• [TASK]
Every line below between the line holding "of the arm?" and the line holding "of the chin?", inclusive, should be repeated exactly, and all other lines omitted.

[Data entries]

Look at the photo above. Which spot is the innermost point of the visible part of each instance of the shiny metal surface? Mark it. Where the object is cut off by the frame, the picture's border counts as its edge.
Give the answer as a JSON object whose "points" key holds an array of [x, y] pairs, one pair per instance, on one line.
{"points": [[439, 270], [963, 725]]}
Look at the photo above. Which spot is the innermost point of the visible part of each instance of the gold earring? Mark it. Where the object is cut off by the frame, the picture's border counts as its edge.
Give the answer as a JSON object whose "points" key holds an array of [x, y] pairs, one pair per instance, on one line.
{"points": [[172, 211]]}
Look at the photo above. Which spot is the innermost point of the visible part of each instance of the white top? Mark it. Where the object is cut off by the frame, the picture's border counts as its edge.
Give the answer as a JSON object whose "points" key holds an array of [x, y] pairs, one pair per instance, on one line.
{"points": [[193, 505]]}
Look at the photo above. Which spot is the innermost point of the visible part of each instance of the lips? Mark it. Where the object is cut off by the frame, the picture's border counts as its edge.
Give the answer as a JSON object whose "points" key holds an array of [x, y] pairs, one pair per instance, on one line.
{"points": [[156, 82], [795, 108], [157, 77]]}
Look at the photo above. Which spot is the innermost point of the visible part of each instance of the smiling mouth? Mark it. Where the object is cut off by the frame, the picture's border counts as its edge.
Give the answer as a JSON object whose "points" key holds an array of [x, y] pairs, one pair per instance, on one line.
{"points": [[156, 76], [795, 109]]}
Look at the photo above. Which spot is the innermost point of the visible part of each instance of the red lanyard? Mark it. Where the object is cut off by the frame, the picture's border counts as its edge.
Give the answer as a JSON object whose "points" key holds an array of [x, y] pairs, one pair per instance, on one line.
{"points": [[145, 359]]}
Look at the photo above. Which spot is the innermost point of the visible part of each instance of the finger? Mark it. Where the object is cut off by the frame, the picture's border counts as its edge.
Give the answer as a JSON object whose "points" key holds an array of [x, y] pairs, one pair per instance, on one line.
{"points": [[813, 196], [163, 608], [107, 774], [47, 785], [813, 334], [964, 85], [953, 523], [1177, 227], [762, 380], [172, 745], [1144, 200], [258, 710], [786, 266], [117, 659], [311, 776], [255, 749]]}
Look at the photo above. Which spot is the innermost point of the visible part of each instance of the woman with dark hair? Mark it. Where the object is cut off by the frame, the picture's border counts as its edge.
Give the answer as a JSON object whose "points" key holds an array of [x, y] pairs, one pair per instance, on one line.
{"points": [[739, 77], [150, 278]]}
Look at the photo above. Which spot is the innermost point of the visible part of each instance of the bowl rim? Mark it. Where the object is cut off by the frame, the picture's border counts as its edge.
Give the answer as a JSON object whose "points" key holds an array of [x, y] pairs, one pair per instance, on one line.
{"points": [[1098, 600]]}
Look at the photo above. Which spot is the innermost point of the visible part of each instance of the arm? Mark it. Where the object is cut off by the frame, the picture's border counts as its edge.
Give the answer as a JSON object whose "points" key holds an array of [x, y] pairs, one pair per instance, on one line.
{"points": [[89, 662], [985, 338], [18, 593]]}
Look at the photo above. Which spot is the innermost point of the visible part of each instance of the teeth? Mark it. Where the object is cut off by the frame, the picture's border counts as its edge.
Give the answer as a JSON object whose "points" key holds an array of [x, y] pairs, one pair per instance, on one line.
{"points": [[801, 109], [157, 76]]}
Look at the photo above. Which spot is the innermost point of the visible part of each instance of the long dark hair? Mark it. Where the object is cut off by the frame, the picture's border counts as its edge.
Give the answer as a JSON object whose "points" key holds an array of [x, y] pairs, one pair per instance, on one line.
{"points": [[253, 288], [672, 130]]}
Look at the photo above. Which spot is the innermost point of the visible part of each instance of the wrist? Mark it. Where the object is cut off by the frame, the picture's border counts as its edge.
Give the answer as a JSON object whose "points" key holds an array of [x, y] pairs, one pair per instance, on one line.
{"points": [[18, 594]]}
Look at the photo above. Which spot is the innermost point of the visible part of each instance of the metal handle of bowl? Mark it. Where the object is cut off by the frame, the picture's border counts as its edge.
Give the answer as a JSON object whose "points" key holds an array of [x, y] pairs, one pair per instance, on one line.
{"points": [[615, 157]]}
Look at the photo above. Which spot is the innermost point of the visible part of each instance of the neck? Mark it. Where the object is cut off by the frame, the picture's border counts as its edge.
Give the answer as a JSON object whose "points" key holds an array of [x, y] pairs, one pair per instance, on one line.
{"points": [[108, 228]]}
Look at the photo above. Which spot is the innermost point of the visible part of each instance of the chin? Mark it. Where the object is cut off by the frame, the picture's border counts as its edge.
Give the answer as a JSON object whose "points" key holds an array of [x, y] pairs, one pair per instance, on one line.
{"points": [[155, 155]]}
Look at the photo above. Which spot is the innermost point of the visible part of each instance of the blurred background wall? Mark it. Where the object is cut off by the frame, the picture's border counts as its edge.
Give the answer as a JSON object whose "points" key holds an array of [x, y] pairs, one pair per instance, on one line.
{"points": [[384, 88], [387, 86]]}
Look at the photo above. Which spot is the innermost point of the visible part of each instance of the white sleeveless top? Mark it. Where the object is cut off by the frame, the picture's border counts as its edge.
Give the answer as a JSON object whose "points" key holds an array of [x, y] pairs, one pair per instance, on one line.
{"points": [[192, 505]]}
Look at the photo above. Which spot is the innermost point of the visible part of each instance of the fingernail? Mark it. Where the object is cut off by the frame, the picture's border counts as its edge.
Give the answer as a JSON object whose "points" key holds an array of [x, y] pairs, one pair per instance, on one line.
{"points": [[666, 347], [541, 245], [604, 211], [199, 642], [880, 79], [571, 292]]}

• [RESULT FOR THIS TASK]
Look at the photo above. Which spot is the innermost point of the visible part of each instance of the arm? Mark it. Where the object is cut off by the frame, the picture's border counts as its edge.
Give the answer as a JSON object whose "points" key holds an array of [x, y] pairs, one pair per instance, on one line.
{"points": [[89, 662], [985, 338], [18, 593]]}
Look at the photo above. Which spot is the innermost point of the visible part of each instance of the teeth? Mark it. Where the object is cut off by the frame, the picture's border counts as its edge.
Give the answer as a JSON object whose "points" key holds an array of [x, y] pairs, one pair per instance, on one line.
{"points": [[801, 109], [157, 76]]}
Look at the photo above. Which spot is the innermost point of the visible part of each instance of the long dark hair? Mark it. Where the object is cut off by the frame, the picture's border counts as its edge.
Give the answer as a JSON object whose "points" key holds an array of [x, y] pairs, one pair per instance, on one line.
{"points": [[253, 288], [672, 130]]}
Look at the photo above. Which spot is the innermost point of the visible part of each instance of the wrist? Mark it. Where the object is cut off by the frame, the picture's border counts as its edge.
Give the answer as a JSON object whose "points" key holds an array of [x, y] pairs, one pair per instance, on one line.
{"points": [[18, 594]]}
Look at the photo above. Which spot is the innermost point of the visible part of each instance of the metal handle of bowl? Mark it. Where the object is cut off by the frame, the picture's border counts as its edge.
Give the answer as a JSON object whose "points" key holds an array of [x, y] pairs, one pair per instance, on one line.
{"points": [[615, 157]]}
Look at the photo above. Which spot is the innermost point of the visible part of each instance of the neck? Mark it. Where the object is cut off by the frame, the picture's border counts as its edge.
Give the answer as a JSON object whose "points" key holds an array of [x, y] pairs, one pair per instance, on one line.
{"points": [[108, 228]]}
Look at the photo above. Which spot is the innermost point of the visible part of each instance of the chin? Mark it. Where the object is cut off by the frame, the picture's border counts as its edge.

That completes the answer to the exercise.